**Work required**. Filter the entries down to the lines holding "below", then copy those lines.

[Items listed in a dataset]
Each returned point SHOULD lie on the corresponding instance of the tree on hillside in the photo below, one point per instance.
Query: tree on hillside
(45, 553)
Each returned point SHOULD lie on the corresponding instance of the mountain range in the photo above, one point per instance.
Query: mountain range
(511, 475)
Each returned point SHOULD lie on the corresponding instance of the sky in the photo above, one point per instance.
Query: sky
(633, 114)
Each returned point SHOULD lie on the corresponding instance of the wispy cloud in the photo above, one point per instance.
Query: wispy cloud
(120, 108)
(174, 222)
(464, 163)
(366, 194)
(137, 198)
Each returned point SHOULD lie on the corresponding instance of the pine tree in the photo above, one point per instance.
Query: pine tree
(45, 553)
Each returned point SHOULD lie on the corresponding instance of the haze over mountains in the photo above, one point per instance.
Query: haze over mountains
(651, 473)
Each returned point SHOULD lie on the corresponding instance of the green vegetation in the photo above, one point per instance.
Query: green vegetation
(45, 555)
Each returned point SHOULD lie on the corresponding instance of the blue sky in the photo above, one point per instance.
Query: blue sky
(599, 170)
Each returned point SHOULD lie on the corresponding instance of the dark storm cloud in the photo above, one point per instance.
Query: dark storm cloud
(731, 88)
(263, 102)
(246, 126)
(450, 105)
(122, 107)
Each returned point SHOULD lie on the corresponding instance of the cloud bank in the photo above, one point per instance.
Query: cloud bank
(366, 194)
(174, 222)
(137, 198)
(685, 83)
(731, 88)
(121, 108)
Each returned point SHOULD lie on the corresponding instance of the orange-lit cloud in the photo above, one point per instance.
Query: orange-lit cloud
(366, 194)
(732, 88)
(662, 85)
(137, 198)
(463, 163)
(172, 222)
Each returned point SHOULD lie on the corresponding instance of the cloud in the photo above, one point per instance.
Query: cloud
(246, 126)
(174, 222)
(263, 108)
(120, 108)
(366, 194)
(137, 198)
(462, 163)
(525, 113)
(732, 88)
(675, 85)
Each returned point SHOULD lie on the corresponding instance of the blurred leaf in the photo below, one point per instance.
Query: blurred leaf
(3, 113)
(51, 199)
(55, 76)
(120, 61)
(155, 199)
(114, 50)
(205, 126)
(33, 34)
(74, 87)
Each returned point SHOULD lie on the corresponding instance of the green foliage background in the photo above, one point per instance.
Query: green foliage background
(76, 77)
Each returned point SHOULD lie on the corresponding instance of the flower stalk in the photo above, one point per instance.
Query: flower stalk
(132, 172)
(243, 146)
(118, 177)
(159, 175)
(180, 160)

**Your solution**.
Each returned point SHOULD lie on the corresponding instance of the tree on hillside in the photo below, one point per instance.
Each returned point SHOULD lie on the corresponding instance of the blurred leaf in the photo below, one point per instance.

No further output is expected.